[begin Selected extract]

Case Study: Bitumar Inc.

Energy-Efficient Asphalt Production

Natural Resources Canada's Office of Energy Efficiency offers a financial incentive through the Canadian Industry Program for Energy Conservation (CIPEC) to help companies find ways to improve their energy efficiency and production processes, as well as to reduce their costs. The incentive helps to defray the cost of hiring a professional contractor to conduct an energy audit and covers up to 50 percent of the audit cost, to a maximum of $5,000.

Under the Industrial Energy Audit Incentive program, Bitumar Inc., a manufacturer of liquid asphalt, had an audit of its Montréal plant carried out in 2003. The energy–saving measures identified in the study focus on reducing the plant's overall natural gas consumption. They mainly involve upgrading the insulation on some equipment and recovering heat from flue gases.

By implementing the proposed measures, which reduce heat loss caused by the inadequate insulation of the asphalt storage tanks and the thermal oil system, the company has reduced its natural gas consumption by
36 percent. In fact, the savings will keep increasing because the company plans to do additional insulation work in 2005.

Highlights

• Annual natural gas consumption reduced by 36 percent as a result of improved insulation
• Enhanced asphalt storage
• Greenhouse gas (GHG) emissions reduced by more than 2 kilotonnes of carbon dioxide equivalent (kt CO₂e)

Sector Characteristics

In Canada in 2002, the asphalt paving, roofing and saturated materials manufacturing industry (NAICS 32412) had 163 businesses with sales of $30,000 or more. The total value of its manufactured shipments was $1.5 billion, while its fuel and electricity costs were $66 million, or 6 percent of total manufacturing costs (source: Statistics Canada, 2002).

Plant Profile

Bitumar Inc. specializes in the manufacture of liquid asphalt for the paving and roofing industries. The company employs over 100 people, including chemical, process and mechanical engineers, chemists, plant operators and technicians, and administrative personnel. Bitumar Inc. operates production plants in Montréal, Quebec, in Hamilton, Ontario, and in Baltimore, Maryland, United States. Its Montréal plant produces a wide range of grades of paving and roofing asphalt for markets in Quebec, Ontario, the Atlantic Provinces and the northeastern United States. The Baltimore plant serves the states along the central and southern Atlantic seaboard of the United States.

Liquid bitumen is delivered to the Montréal plant and stored in huge tanks. From these tanks, it is pumped to various processes for the production of concentrates of bitumen, oxidized bitumen and rubberized bitumen. (The latter product is produced by adding polymers to the bitumen.) These concentrates are then blended in the required proportions designed to produce the desired grade of asphalt. The final product is stored in heated reservoirs. This manufacturing process is very energy intensive because the product must be kept hot.

Natural gas is the main energy source for the plant's processes. In 2001–2002, Bitumar Inc. consumed more than 3 million cubic metres (m³) of natural gas. Electricity is also used to run pumps, motors, controls and other support equipment.

Energy Audit

Fintex Mechanical & Process Inc., an engineering consulting firm specializing in energy audits, conducted the audit of the Montréal plant. The ultimate goal of the audit, which focused solely on equipment using natural gas, was to lead to the implementation of energy–conservation measures that would reduce natural gas use. Bitumar Inc. received financial support from the Office of Energy Efficiency and Gaz Métro, which combined to cover 71 percent of Fintex's professional fees.

[end Selected extract]
[begin Record excerpts]

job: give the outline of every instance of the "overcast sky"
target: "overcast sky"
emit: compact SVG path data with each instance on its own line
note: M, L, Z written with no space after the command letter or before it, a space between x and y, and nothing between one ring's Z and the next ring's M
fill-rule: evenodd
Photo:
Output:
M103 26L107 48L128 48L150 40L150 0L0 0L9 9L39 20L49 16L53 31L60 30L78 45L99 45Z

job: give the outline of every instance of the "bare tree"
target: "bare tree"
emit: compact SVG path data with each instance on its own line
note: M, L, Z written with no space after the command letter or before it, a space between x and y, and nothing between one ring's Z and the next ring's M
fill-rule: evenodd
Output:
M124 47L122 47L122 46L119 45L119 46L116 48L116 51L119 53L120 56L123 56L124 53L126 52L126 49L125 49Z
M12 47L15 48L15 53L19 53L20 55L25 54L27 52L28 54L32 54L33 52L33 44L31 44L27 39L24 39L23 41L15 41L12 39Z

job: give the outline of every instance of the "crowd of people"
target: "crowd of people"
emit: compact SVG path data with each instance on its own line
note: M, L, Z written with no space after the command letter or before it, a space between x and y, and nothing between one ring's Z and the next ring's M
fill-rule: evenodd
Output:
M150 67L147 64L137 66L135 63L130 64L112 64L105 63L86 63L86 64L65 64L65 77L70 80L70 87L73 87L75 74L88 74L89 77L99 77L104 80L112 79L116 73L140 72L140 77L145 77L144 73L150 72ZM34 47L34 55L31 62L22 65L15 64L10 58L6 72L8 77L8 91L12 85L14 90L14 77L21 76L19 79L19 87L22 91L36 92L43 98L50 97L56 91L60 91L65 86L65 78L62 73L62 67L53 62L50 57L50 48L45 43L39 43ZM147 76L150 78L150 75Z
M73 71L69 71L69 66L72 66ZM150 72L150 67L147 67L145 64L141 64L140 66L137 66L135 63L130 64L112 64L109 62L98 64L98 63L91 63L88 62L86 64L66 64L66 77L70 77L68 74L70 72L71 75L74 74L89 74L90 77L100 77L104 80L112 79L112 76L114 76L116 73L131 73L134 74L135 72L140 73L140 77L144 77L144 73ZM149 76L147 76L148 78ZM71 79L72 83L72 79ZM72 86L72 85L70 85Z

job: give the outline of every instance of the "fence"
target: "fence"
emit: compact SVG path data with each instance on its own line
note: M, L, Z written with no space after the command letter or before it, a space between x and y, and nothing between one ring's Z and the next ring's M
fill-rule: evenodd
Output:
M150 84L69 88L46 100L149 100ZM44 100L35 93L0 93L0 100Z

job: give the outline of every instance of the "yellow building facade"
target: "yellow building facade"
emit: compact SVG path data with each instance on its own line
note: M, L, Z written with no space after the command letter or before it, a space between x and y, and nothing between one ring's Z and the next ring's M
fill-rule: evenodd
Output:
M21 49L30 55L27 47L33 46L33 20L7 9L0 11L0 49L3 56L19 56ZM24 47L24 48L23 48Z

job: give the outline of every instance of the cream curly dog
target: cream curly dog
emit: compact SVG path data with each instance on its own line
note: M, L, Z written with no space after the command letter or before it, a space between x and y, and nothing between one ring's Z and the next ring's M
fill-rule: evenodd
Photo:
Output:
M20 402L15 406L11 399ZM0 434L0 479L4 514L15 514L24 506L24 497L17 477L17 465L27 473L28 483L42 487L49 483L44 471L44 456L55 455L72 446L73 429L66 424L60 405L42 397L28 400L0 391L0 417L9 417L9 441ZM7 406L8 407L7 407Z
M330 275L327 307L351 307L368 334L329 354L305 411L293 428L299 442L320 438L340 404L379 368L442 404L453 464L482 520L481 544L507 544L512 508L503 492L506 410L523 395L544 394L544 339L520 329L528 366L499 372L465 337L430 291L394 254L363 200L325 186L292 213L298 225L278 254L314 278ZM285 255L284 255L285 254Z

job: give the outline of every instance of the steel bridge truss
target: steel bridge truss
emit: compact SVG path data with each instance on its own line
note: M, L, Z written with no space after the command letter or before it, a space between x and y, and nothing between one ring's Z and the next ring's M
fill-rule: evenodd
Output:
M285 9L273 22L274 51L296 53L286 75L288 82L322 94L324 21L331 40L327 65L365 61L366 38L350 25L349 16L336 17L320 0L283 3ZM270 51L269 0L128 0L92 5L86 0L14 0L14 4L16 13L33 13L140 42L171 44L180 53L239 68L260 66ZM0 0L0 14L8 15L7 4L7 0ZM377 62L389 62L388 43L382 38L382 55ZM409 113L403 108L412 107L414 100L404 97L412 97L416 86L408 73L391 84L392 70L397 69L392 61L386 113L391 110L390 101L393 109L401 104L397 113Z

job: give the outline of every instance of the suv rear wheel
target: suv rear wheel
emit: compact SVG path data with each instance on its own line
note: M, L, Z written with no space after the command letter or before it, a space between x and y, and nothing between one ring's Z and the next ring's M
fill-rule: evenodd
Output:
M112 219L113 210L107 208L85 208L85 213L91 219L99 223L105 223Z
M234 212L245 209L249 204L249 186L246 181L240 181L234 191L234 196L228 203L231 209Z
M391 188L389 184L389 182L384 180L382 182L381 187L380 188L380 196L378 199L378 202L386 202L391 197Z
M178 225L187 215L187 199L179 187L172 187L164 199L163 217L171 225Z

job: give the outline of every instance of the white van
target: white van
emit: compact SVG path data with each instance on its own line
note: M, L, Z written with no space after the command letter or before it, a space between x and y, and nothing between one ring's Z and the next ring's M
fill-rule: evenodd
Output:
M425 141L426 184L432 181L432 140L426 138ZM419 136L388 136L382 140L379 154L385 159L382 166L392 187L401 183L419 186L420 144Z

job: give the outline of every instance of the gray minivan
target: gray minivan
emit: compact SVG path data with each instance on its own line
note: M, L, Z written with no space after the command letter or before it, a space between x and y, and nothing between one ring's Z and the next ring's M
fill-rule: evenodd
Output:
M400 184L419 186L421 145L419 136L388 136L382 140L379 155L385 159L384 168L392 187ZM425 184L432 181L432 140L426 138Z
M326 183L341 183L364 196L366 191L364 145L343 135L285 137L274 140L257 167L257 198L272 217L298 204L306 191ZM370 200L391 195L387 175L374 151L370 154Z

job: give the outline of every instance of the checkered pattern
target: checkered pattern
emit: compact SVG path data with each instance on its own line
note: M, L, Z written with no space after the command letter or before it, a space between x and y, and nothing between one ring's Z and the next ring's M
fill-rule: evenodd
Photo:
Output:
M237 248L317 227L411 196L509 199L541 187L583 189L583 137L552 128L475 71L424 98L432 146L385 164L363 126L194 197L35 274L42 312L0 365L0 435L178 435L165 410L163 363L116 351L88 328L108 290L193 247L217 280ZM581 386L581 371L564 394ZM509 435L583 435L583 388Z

[end Record excerpts]

» **What is being asked**
Reproduce the part of the Bitumar case study that opens with the words containing "Natural gas is" and closes with "Fintex's professional fees.". The lines are separate material and have nothing to do with the Bitumar case study.

» **Output for this task**
Natural gas is the main energy source for the plant's processes. In 2001–2002, Bitumar Inc. consumed more than 3 million cubic metres (m³) of natural gas. Electricity is also used to run pumps, motors, controls and other support equipment.

Energy Audit

Fintex Mechanical & Process Inc., an engineering consulting firm specializing in energy audits, conducted the audit of the Montréal plant. The ultimate goal of the audit, which focused solely on equipment using natural gas, was to lead to the implementation of energy–conservation measures that would reduce natural gas use. Bitumar Inc. received financial support from the Office of Energy Efficiency and Gaz Métro, which combined to cover 71 percent of Fintex's professional fees.